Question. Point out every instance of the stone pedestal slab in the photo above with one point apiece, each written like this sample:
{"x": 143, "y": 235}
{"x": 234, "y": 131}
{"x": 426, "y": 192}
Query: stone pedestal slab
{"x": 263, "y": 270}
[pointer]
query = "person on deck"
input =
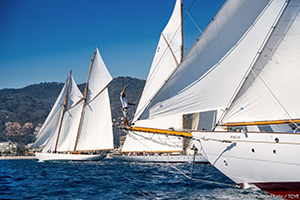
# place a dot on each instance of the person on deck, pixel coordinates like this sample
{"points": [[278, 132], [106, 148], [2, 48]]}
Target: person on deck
{"points": [[125, 104]]}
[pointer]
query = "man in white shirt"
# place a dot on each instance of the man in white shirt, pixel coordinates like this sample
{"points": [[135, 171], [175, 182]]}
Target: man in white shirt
{"points": [[125, 104]]}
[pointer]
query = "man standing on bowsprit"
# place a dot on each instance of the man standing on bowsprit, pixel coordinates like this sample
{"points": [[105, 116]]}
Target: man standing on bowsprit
{"points": [[125, 104]]}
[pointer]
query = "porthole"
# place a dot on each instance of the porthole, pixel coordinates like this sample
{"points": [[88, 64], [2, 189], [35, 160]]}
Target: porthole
{"points": [[225, 163]]}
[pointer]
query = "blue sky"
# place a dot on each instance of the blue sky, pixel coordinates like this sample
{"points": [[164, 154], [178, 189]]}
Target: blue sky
{"points": [[41, 40]]}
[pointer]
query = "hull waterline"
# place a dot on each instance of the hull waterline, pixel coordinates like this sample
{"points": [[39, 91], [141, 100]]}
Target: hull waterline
{"points": [[162, 159], [68, 157], [267, 160]]}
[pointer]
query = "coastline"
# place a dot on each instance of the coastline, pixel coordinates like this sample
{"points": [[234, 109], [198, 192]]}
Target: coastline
{"points": [[17, 157]]}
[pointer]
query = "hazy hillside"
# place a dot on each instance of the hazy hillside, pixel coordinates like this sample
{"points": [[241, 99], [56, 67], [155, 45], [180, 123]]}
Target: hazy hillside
{"points": [[23, 110]]}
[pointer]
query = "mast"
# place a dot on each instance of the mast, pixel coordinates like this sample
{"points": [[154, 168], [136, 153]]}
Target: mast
{"points": [[64, 110], [84, 99], [181, 19], [240, 86], [170, 50]]}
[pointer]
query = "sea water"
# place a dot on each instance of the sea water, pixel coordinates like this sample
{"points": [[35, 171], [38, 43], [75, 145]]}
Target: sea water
{"points": [[111, 179]]}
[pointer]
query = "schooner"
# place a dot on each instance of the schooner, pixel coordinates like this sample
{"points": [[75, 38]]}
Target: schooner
{"points": [[79, 127]]}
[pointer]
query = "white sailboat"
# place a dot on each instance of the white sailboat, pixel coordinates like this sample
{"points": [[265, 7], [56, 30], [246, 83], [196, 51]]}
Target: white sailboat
{"points": [[242, 80], [141, 146], [79, 127]]}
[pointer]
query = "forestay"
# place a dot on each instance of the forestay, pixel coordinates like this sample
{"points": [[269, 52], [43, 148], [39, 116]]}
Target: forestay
{"points": [[199, 84], [267, 93], [167, 57]]}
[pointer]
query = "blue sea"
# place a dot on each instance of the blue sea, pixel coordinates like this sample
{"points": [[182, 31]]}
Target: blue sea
{"points": [[111, 179]]}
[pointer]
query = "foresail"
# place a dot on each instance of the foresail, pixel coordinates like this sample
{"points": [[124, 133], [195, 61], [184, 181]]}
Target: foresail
{"points": [[52, 120], [148, 142], [211, 72], [96, 130], [166, 58], [272, 89], [99, 77], [69, 122], [69, 128]]}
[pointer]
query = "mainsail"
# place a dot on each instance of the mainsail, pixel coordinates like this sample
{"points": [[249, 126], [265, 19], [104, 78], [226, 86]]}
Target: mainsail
{"points": [[267, 94], [201, 82], [80, 122]]}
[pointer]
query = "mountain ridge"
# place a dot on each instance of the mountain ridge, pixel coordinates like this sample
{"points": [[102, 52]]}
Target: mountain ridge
{"points": [[23, 110]]}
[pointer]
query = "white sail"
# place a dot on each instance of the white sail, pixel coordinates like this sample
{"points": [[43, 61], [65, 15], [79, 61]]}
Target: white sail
{"points": [[200, 83], [96, 127], [96, 132], [166, 58], [52, 120], [69, 128], [50, 126], [267, 93], [99, 77], [73, 96]]}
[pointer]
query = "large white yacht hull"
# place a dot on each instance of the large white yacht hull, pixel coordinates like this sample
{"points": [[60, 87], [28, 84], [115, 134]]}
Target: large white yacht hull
{"points": [[162, 159], [68, 157], [267, 160]]}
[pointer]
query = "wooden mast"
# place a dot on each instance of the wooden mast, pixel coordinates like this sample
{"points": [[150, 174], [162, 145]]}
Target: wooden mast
{"points": [[181, 58], [181, 17], [84, 99], [288, 121], [64, 110]]}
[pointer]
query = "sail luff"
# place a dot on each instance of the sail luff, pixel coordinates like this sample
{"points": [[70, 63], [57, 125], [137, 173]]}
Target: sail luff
{"points": [[63, 111], [84, 100], [181, 20], [170, 49], [240, 86], [100, 92]]}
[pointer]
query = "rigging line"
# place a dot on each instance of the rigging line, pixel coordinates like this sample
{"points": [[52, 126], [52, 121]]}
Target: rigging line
{"points": [[154, 71], [277, 100], [188, 177], [155, 141], [252, 64], [193, 21]]}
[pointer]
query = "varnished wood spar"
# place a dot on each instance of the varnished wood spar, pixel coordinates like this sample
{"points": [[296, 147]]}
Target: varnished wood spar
{"points": [[170, 49], [84, 99], [64, 110], [181, 17], [150, 151], [288, 121], [183, 139], [158, 131]]}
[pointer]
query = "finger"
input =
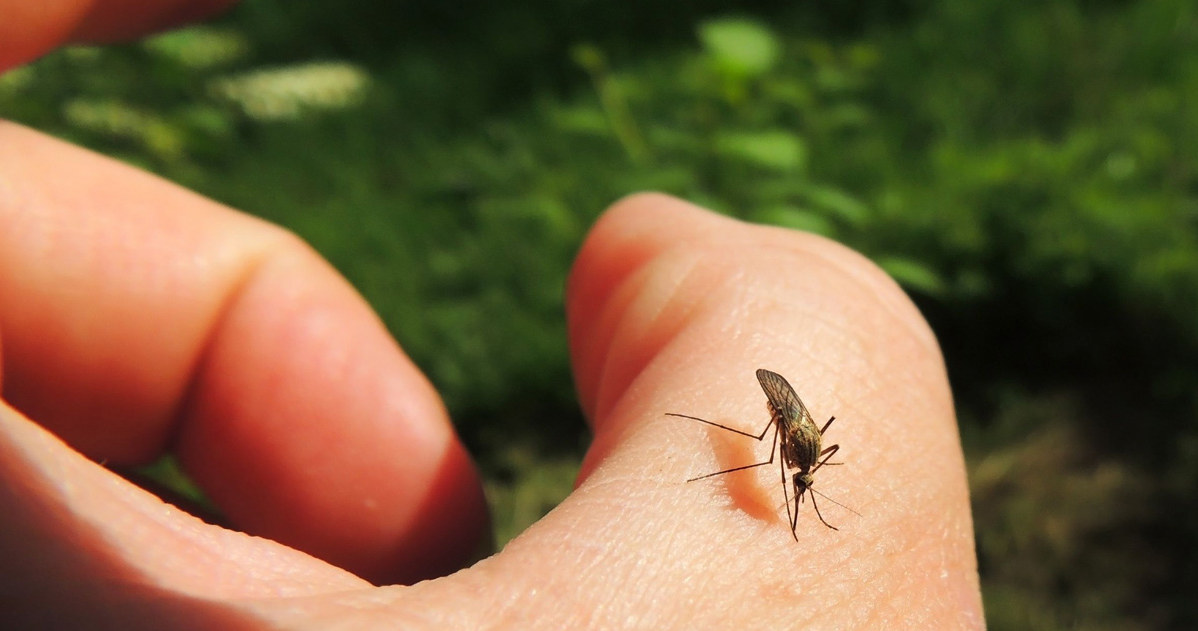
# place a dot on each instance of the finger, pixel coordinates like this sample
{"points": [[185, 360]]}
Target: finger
{"points": [[84, 550], [32, 29], [671, 309], [134, 313]]}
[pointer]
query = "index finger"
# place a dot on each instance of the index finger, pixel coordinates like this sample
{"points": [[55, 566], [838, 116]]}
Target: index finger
{"points": [[137, 316], [32, 29]]}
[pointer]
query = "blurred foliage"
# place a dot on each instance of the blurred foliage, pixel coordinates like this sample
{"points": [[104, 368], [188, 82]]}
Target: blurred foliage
{"points": [[1027, 170]]}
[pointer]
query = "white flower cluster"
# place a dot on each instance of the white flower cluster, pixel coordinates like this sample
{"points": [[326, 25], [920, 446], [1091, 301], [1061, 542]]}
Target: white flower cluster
{"points": [[286, 92]]}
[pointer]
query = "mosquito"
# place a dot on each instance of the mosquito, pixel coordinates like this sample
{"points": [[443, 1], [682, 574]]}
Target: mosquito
{"points": [[796, 436]]}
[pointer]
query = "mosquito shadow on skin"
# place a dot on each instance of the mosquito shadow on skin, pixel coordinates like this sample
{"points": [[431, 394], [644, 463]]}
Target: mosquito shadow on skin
{"points": [[746, 490]]}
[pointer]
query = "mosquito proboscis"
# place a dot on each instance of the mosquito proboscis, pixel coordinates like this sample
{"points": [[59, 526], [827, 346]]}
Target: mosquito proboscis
{"points": [[796, 436]]}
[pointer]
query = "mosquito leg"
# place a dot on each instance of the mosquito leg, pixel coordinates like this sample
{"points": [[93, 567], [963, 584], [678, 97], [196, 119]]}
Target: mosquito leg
{"points": [[820, 514], [826, 425], [770, 461], [754, 436], [791, 517], [830, 451]]}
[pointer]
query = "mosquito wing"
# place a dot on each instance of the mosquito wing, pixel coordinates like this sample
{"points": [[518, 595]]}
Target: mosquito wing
{"points": [[784, 398]]}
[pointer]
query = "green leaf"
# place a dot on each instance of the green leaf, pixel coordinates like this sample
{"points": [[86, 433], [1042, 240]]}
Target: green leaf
{"points": [[776, 149], [912, 274], [740, 47]]}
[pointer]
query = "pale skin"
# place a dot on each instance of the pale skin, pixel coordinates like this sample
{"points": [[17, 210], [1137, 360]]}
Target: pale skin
{"points": [[137, 316]]}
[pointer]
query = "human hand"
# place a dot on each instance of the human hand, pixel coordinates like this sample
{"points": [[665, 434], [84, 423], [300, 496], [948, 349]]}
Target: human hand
{"points": [[134, 316]]}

------------------------------

# Aim of the task
Identify every line in the entries above that contains the word "deck", and copy each of those lines. Case counts when matching.

# Problem solution
query = "person on deck"
# place a dot on each instance of the person on deck, pixel coordinates like this sample
Target: person on deck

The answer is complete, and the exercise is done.